Each record is to be printed again exactly, though not its pictures.
** TASK INPUT follows **
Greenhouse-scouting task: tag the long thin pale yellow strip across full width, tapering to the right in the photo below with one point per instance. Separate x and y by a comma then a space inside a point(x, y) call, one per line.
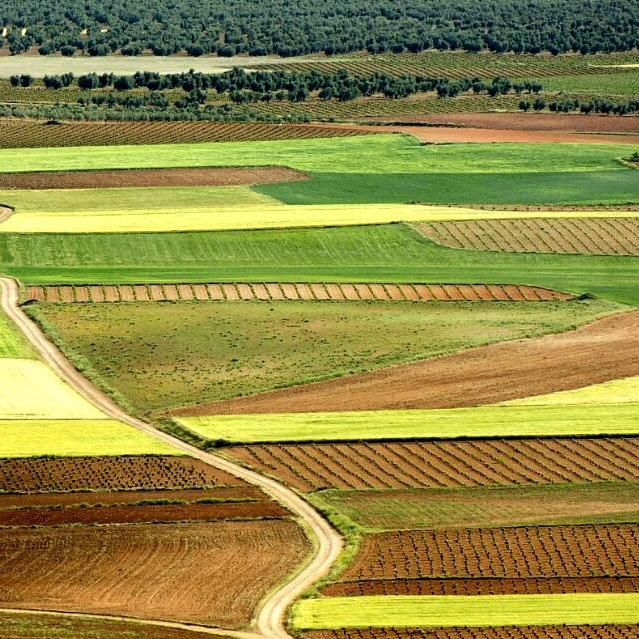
point(254, 217)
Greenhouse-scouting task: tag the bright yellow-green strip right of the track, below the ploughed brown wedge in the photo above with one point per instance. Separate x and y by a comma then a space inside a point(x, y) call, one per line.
point(482, 421)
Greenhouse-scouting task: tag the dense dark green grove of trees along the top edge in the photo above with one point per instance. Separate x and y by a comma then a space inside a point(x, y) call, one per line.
point(293, 27)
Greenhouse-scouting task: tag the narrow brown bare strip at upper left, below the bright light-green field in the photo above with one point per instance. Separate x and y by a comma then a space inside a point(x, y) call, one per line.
point(124, 178)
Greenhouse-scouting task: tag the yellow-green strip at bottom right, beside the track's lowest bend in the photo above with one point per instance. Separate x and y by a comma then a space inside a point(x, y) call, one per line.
point(488, 610)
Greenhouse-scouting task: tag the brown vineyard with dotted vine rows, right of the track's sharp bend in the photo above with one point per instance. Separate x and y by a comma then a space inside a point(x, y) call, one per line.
point(544, 551)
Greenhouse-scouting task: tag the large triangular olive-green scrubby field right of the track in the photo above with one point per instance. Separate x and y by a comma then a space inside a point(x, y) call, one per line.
point(162, 356)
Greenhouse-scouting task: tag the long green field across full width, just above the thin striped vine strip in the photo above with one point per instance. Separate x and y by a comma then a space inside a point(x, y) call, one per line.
point(390, 253)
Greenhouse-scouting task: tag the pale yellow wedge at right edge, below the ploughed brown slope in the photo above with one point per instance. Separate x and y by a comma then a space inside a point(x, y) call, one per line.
point(618, 391)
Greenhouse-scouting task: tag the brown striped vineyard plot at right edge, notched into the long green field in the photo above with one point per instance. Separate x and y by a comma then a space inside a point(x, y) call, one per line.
point(611, 236)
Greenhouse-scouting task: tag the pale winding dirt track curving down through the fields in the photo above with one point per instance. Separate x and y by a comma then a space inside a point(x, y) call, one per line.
point(271, 615)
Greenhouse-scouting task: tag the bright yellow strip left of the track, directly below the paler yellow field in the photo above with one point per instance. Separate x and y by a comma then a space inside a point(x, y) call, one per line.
point(76, 438)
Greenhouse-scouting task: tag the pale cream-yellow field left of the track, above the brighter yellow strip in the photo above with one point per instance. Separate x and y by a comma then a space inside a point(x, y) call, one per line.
point(31, 390)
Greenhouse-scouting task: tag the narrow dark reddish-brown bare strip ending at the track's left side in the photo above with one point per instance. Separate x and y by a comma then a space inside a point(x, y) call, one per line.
point(148, 513)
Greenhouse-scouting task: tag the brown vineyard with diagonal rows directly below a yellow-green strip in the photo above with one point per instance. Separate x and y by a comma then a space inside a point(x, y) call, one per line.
point(310, 467)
** End of TASK INPUT **
* **THE COMPLETED TASK**
Greenhouse-scouting task: tag the long thin pale yellow strip across full width, tapering to the right in the photo below with one point per instance. Separate x and y by a comma then a space inside a point(x, y) call, one per line.
point(254, 217)
Greenhouse-scouting task: tag the bright yellow-green strip right of the track, below the ploughed brown wedge in the photo above with one point per instance. Separate x and y by a comma then a space inside a point(x, y) call, one per line.
point(482, 421)
Greenhouse-scouting task: tag the dense dark green grove of trees along the top edge in the photo above with one point per instance. Separate x and y by a comma then a space inside a point(x, y) call, one per line.
point(293, 27)
Greenhouse-scouting task: tag the narrow brown bare strip at upper left, below the bright light-green field in the photo above with one point per instance. Separate x and y by a comma then a space inside a point(x, y) call, one per line.
point(124, 178)
Greenhouse-scouting task: tag the yellow-green strip at bottom right, beside the track's lowest bend in the photo above with one point per instance. Separate x and y by a comma then a space inside a point(x, y) call, one per line.
point(488, 610)
Greenhouse-scouting task: tag the brown vineyard with dotted vine rows, right of the track's sharp bend in the photo above with one point per instance. Separate x and y by a comma then a space inside a point(x, y) call, one per line.
point(544, 551)
Greenhouse-scouting task: tag the large triangular olive-green scrubby field right of the track in the photo above with one point per instance. Separate x and y by a comma then a space inside a point(x, y) call, one per line.
point(162, 356)
Greenhouse-scouting task: tag the long green field across full width, just above the thin striped vine strip in the photo above with one point per instance. Separate x and y by a comma then a space inside a point(x, y) call, one per line.
point(390, 253)
Greenhouse-scouting task: tag the pale yellow wedge at right edge, below the ploughed brown slope in the photo above with one point per instance. Separate x and y by a comma then a space inside a point(x, y) call, one per line.
point(618, 391)
Greenhouse-scouting task: tag the brown striped vineyard plot at right edge, notched into the long green field in the photo above with one point per instance. Separate x and y by a comma then a space inside a point(x, y) call, one per line.
point(611, 236)
Greenhouse-scouting task: tag the pale winding dirt track curving down through the fields in the photo above with one point per instance. Separate x and y by a comma then a space inside a point(x, y) call, one per line.
point(271, 615)
Greenhouse-scouting task: tag the bright yellow strip left of the track, directly below the paler yellow field in the photo above with one point per instance. Separate x and y by a comma then a space inside a point(x, y) call, one per line.
point(76, 438)
Greenhouse-scouting task: tag the pale cream-yellow field left of the track, above the brighter yellow strip in the photo above with one point per instance. Separate x and y by a comma then a space inside a point(x, y) call, one per line.
point(31, 390)
Greenhouse-scouting task: tag the narrow dark reddish-brown bare strip ending at the track's left side in the photo above with one point per instance. Separate x and y by a comma then a space inside a point(x, y) call, one per line.
point(148, 513)
Greenhouse-scouting task: tag the brown vineyard with diagonal rows directly below a yellow-green strip in the photo above with one point per instance. Separate x and y by a comma then a space inside a point(x, y) call, one per line.
point(310, 467)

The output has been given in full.